→ **PROBLEM REQUIREMENTS**: Pick out each line in the items below that contains the word "window" and copy those lines out in full.

→ **LISTED ENTRIES**:
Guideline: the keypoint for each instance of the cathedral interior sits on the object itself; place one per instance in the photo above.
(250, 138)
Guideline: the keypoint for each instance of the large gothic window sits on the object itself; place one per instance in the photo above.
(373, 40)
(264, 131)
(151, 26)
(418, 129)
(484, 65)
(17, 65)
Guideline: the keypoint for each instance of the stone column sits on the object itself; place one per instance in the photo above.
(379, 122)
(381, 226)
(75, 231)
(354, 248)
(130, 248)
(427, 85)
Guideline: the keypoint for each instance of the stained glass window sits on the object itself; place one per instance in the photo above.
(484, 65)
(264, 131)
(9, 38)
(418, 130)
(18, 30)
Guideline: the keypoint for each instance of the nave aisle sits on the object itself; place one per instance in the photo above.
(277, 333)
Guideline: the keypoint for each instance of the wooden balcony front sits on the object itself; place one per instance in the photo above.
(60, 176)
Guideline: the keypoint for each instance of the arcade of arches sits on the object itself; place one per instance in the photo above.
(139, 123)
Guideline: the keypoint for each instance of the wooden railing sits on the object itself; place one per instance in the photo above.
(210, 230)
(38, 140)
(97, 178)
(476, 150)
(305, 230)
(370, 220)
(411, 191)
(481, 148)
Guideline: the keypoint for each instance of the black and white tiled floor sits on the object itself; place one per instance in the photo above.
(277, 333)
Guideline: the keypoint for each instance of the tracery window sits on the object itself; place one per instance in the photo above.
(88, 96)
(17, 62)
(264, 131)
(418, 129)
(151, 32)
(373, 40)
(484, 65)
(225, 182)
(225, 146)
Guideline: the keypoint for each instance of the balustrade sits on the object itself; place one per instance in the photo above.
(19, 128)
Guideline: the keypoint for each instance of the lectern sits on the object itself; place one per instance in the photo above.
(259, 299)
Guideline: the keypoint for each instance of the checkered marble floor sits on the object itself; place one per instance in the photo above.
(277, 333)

---

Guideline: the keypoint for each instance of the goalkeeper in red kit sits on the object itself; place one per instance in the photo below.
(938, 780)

→ **EXPECTED ANSWER**:
Guideline: the keypoint for each instance of the large gothic window sits on the object itself; place one per instance in the photo above.
Guideline: the keypoint for each instance of the stained glass window sits on the object itself; place one per instance in the photo above.
Guideline: the keypoint for each instance of the tracery window sits on the object itself; place one per instance in the photo above.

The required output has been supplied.